> [Consigne]: Recopiez intégralement le récit de plongée en siphon ci-dessous, sans en changer un seul caractère.

J'ai bien envie d'aller jeter un coup d'œil de l'autre côté… Je demande à Frank : on peut y aller ? Il vérifie mes manos : d'accord, on y va ! Frank me précède, les pieds en avant (ça doit avoir un intérêt, mais j'ai oublié de lui demander), son second détendeur dans une main pour le protéger des graviers. Je le rejoins –préférant y aller casque en premier, rasant le sol pour passer. Derrière, ça s'élargit, la galerie change de morphologie, mais nous n'irons pas plus loin : 160 bars dans chaque bloc –c'est la limite pour faire demi-tour- la règle des cinquièmes, si tout se passe bien, nous fera finir la plongée avec 2 fois 120 bars –un peu frustrant pour un plongeur mer, mais s'il est une règle de sécurité avec laquelle on ne badine pas, c'est bien celle-là (contrairement à l'idée très répandue que la règle des tiers assure une certaine sécurité, le cours d'hier nous a démontré qu'en cas de problème, celle-ci ne permettrait pas de ressortir du siphon).

Nous retrouvons le dévidoir, et le rembobinage commence… petit changement de détendeur encore –c'est pas parce que c'est le retour qu'il ne faut plus équilibrer les conso !

> [Données fournies]:

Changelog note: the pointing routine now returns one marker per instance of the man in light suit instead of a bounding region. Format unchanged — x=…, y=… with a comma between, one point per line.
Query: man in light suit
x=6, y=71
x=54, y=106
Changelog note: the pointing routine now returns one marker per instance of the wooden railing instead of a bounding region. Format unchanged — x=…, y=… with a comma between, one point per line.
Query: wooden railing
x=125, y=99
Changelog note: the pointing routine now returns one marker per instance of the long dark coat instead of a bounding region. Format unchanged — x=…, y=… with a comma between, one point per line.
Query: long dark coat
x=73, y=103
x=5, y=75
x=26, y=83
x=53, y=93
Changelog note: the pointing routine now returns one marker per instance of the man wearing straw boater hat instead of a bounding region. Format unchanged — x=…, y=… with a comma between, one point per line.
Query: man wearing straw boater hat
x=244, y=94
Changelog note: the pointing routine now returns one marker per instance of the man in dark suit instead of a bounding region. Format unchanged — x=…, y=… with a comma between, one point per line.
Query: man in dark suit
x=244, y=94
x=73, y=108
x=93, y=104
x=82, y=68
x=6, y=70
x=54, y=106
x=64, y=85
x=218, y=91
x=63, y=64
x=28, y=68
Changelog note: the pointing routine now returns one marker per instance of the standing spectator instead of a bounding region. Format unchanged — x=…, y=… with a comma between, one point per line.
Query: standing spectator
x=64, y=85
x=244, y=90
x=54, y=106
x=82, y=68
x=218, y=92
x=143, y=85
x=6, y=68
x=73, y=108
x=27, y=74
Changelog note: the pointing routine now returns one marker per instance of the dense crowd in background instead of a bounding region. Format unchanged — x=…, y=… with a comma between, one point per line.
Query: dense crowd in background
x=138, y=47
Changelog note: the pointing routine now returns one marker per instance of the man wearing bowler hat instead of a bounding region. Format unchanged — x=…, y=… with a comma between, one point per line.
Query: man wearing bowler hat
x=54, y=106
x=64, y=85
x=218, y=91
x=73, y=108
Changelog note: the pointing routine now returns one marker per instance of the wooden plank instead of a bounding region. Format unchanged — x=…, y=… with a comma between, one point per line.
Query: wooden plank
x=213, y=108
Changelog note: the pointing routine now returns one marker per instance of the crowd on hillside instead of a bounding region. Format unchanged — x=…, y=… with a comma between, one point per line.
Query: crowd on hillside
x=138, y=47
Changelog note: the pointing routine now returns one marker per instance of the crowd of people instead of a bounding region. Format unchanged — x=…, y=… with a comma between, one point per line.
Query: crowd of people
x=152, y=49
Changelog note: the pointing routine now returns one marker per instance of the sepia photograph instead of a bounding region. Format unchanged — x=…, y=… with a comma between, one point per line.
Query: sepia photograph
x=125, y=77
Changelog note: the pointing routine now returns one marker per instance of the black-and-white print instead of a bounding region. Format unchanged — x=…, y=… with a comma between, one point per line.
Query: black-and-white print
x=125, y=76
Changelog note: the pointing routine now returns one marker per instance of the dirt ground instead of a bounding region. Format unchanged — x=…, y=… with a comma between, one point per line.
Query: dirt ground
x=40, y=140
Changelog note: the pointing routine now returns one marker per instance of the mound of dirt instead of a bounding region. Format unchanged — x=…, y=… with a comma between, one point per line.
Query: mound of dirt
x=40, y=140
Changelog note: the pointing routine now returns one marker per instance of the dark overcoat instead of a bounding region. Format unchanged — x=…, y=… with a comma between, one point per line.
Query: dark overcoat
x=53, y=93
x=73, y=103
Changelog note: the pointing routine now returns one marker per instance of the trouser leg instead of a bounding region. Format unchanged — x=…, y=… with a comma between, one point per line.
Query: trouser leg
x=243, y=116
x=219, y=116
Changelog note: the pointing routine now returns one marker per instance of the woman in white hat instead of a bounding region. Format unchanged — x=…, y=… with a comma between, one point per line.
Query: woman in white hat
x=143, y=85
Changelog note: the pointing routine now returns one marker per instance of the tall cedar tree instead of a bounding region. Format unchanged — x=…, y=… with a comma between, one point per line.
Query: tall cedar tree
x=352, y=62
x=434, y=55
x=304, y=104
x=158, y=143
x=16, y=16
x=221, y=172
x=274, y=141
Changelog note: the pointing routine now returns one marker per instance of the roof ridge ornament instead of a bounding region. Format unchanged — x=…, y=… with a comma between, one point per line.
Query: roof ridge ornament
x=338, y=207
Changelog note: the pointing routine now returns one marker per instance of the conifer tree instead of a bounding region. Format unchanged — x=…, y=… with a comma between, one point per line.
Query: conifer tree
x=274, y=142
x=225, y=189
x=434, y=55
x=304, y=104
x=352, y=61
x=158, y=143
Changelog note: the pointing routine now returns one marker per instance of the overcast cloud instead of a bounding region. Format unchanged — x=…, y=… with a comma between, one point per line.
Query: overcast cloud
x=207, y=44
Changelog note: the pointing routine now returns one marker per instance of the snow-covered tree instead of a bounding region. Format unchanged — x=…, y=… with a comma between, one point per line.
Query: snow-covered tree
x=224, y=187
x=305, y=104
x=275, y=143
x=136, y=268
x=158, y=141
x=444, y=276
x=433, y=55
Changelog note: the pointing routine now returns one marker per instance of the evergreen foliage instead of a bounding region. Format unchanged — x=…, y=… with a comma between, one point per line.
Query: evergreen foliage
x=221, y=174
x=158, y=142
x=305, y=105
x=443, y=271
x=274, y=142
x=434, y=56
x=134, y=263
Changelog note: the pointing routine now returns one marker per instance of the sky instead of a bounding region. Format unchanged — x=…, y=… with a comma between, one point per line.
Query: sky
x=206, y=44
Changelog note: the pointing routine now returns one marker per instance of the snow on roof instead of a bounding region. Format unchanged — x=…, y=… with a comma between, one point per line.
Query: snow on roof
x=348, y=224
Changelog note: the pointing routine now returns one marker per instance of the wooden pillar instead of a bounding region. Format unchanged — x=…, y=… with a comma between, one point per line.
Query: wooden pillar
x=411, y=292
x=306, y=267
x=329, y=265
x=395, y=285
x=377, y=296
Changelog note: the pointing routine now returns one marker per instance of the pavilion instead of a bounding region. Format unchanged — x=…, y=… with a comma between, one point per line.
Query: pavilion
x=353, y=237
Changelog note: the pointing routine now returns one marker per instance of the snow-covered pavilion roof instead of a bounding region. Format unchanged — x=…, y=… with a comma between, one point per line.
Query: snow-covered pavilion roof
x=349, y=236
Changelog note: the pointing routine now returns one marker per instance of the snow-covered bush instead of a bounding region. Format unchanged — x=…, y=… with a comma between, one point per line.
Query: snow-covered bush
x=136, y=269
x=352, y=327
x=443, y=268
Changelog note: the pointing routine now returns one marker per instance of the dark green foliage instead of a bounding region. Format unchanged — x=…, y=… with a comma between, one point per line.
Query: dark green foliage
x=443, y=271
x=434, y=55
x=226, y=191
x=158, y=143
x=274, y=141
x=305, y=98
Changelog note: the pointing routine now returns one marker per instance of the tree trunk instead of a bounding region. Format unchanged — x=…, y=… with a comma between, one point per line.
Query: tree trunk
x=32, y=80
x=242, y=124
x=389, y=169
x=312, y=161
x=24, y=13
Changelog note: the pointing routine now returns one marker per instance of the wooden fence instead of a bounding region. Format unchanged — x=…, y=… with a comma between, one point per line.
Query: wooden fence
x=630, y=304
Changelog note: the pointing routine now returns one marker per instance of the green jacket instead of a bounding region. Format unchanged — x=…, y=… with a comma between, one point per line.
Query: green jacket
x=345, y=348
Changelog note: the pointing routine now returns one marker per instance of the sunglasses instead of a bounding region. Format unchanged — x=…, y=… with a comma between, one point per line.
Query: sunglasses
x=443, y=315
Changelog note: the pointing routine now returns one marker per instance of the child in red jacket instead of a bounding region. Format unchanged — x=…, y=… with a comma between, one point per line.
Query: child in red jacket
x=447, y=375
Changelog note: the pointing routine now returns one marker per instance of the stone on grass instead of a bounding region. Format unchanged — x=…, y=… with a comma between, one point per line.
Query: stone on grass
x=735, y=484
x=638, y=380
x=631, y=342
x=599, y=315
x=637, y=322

> [Votre réponse]:
J'ai bien envie d'aller jeter un coup d'œil de l'autre côté… Je demande à Frank : on peut y aller ? Il vérifie mes manos : d'accord, on y va ! Frank me précède, les pieds en avant (ça doit avoir un intérêt, mais j'ai oublié de lui demander), son second détendeur dans une main pour le protéger des graviers. Je le rejoins –préférant y aller casque en premier, rasant le sol pour passer. Derrière, ça s'élargit, la galerie change de morphologie, mais nous n'irons pas plus loin : 160 bars dans chaque bloc –c'est la limite pour faire demi-tour- la règle des cinquièmes, si tout se passe bien, nous fera finir la plongée avec 2 fois 120 bars –un peu frustrant pour un plongeur mer, mais s'il est une règle de sécurité avec laquelle on ne badine pas, c'est bien celle-là (contrairement à l'idée très répandue que la règle des tiers assure une certaine sécurité, le cours d'hier nous a démontré qu'en cas de problème, celle-ci ne permettrait pas de ressortir du siphon).

Nous retrouvons le dévidoir, et le rembobinage commence… petit changement de détendeur encore –c'est pas parce que c'est le retour qu'il ne faut plus équilibrer les conso !